▶ **Exercise**
Revise the listing below so that every "in a JSON array" becomes "as a JSON list", with nothing else changed.

▶ **Provided records**
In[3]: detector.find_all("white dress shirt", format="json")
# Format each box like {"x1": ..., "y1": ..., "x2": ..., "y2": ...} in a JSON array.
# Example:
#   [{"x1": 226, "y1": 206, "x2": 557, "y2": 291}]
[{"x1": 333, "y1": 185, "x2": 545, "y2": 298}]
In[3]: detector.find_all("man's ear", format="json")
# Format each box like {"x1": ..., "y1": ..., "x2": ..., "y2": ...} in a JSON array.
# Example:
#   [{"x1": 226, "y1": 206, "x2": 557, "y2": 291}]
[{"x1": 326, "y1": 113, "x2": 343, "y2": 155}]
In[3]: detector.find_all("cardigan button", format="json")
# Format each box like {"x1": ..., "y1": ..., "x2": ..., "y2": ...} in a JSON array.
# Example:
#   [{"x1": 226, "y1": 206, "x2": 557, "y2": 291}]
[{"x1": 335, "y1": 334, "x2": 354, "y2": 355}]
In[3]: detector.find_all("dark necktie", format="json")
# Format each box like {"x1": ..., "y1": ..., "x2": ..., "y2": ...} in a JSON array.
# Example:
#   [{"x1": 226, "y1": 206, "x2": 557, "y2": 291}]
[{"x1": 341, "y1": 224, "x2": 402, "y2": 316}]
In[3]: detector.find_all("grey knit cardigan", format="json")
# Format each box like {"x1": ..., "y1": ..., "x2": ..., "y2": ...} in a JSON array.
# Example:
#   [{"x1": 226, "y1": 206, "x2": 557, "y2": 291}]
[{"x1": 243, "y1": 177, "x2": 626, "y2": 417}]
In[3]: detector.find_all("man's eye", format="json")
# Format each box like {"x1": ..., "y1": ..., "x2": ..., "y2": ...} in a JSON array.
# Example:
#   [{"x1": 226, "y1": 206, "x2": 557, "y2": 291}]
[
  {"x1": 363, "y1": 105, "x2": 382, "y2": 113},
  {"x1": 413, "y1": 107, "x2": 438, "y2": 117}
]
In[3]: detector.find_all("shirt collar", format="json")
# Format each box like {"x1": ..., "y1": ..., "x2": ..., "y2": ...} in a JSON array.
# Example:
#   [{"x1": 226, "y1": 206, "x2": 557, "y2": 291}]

▶ **Task answer**
In[3]: detector.find_all("white dress shirt", format="json")
# Format each box like {"x1": ..., "y1": ..., "x2": ..., "y2": ...} as a JSON list.
# Example:
#   [{"x1": 226, "y1": 206, "x2": 557, "y2": 291}]
[{"x1": 333, "y1": 185, "x2": 545, "y2": 298}]
In[3]: detector.find_all("man's ear", format="json")
# Format each box like {"x1": ..., "y1": ..., "x2": ..., "y2": ...} as a JSON list.
# Example:
#   [{"x1": 226, "y1": 206, "x2": 557, "y2": 291}]
[{"x1": 326, "y1": 113, "x2": 343, "y2": 155}]
In[3]: detector.find_all("cardigan button", format="json")
# Format each box like {"x1": ..., "y1": ..., "x2": ..., "y2": ...} as a JSON list.
# Example:
#   [{"x1": 226, "y1": 206, "x2": 557, "y2": 291}]
[{"x1": 335, "y1": 334, "x2": 354, "y2": 355}]
In[3]: detector.find_all("dark necktie", format="json")
# Format each box like {"x1": ..., "y1": ..., "x2": ..., "y2": ...} as a JSON list.
# Example:
#   [{"x1": 226, "y1": 206, "x2": 557, "y2": 291}]
[{"x1": 341, "y1": 224, "x2": 402, "y2": 316}]
In[3]: detector.find_all("grey knit cardigan", format="json")
# Format each box like {"x1": ..., "y1": ..., "x2": ..., "y2": ...} as a JSON list.
# Example:
#   [{"x1": 226, "y1": 206, "x2": 557, "y2": 291}]
[{"x1": 243, "y1": 177, "x2": 626, "y2": 417}]
In[3]: detector.find_all("man's eye", format="json")
# Format each box like {"x1": ..., "y1": ..., "x2": ..., "y2": ...} as a JSON list.
# Example:
#   [{"x1": 226, "y1": 206, "x2": 557, "y2": 291}]
[
  {"x1": 363, "y1": 105, "x2": 382, "y2": 113},
  {"x1": 413, "y1": 107, "x2": 438, "y2": 117}
]
In[3]: detector.find_all("shirt collar", format="json")
# Format each box like {"x1": ..., "y1": ..., "x2": ..., "y2": ...} as a JSON list.
# Example:
#   [{"x1": 226, "y1": 206, "x2": 557, "y2": 291}]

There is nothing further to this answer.